• THE PROBLEM
Reproduce the portion of the ATB notebook below between "# df_CM = df_CM[df_CM.technology" and "in this database.", inclusive, with no change to any character.

• EXCERPT
┄┄┄┄┄┄

# ATB Notebook

In this notebook, we demonstrate how to access and visualize the 2021 ATB database that is stored in the AWS database using the OEDI Open Data Access Tools.

# 0 Prerequisites

To run this example, it requires you have OEDI data lake deployed, where all quries run through. To learn how to deploy the OEDI data lake, please refer to the documentation here - https://openedi.github.io/open-data-access-tools/. We will be using the `oedi_atb` database. You must deploy the data lake with your own S3 bucket and update the `staging_location` and `staging_region_name` variables below.

In [1]:
database_name = "oedi_atb"
table_name = "atb_electricity_parquet_2021"
region_name = "us-west-2"
staging_location = "s3://user-owned-staging-bucket"

Alternatively, if you don't have an AWS account, you can download the atb data manually from our S3 bucket viewer https://data.openei.org/s3_viewer?bucket=oedi-data-lake. Use the following code to import the file into pandas dataframes, and then skip ahead to sections 2.2 and 3.2.

In [None]:
# import pandas as pd
# filepath = 'ATBe.csv' # Put the ATBe.csv file in the same directory as this notebook, or provide the full path
# raw_data = pd.read_csv(filepath)

# df = raw_data[[
#     'core_metric_key',
#     'core_metric_parameter',
#     'core_metric_case',
#     'crpyears',
#     'technology',
#     'scenario',
#     'core_metric_variable',
#     'value']]

# df = df[df.core_metric_parameter.isin([
#     'Calculated Rate of Return on Equity Real',
#     'Calculated Interest Rate Real',
#     'Debt Fraction',
#     'FCR',
#     'Interest Rate Nominal',
#     'Rate of Return on Equity Nominal',
#     'WACC Nominal',
#     'WACC Real'])]

# df = df[
#     (df.technology != 'AEO') &
#     (df.crpyears == 30) &
#     (df.scenario == 'Moderate')]

# df_CM = raw_data[[
#     'core_metric_parameter',
#     'core_metric_case',
#     'crpyears',
#     'technology',
#     'techdetail',
#     'scenario',
#     'units',
#     'core_metric_variable',
#     'value'
# ]]

# df_CM = df_CM[df_CM.core_metric_parameter.isin([
#     'LCOE',
#     'CAPEX',
#     'CF',
#     'Fixed O&M',
#     'Variable O&M'
# ])]

# df_CM = df_CM[df_CM.technology != 'AEO']

# 1 Metadata

In oedi, the `OEDIGlue` class provides utility methods to retrieve the metadata from the database, where the metadata includes `Columns`, `Partition Keys`, and `Partition Values`. Let's create an `OEDIGlue` object and use it to see see what columns are in this database.

In [2]:
from oedi.AWS.glue import OEDIGlue
glue = OEDIGlue()
glue.get_table_columns(database_name, table_name)

Unnamed: 0,Name,Type
0,revision,bigint
1,atb_year,bigint
2,core_metric_key,string
3,core_metric_parameter,string
4,core_metric_case,string
5,crpyears,bigint
6,technology,string
7,techdetail,string
8,scenario,string
9,core_metric_variable,string


# 2 Financial Data

## 2.1 Run Query

The `OEDIAthena` class is used to run a SQL query on the database and store the results in a pandas dataframe. Let's capture all the financial data. Note that 'core_metric_variable' is the year and 'value' is the value of the parameter given as a decimal rate.

┄┄┄┄┄┄

• PROVIDED DATA
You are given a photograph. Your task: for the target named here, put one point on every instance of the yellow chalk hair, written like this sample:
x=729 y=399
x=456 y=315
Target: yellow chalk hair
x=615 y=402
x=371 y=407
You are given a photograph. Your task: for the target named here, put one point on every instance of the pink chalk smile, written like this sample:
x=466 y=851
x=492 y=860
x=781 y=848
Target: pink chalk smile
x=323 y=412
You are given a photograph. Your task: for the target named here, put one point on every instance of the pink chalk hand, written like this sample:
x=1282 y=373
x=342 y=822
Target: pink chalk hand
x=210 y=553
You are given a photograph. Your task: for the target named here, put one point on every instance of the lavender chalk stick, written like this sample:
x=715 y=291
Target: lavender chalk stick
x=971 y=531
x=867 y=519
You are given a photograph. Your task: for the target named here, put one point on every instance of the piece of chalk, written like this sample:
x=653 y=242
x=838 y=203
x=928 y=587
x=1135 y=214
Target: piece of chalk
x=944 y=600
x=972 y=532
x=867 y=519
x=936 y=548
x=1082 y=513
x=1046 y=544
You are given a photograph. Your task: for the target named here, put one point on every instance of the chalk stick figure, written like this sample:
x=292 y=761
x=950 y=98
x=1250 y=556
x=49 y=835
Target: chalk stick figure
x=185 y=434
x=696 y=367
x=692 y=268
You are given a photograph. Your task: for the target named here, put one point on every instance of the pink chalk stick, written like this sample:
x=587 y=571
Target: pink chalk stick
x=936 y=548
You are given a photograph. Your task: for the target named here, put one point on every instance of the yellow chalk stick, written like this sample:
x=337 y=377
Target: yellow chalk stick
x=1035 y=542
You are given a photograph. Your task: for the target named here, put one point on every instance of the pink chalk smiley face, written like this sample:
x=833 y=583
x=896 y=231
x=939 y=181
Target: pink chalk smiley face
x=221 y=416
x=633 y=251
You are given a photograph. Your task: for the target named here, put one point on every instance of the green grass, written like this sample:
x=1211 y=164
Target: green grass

┄┄┄┄┄┄

• FULL SOLUTION
# df_CM = df_CM[df_CM.technology != 'AEO']

# 1 Metadata

In oedi, the `OEDIGlue` class provides utility methods to retrieve the metadata from the database, where the metadata includes `Columns`, `Partition Keys`, and `Partition Values`. Let's create an `OEDIGlue` object and use it to see see what columns are in this database.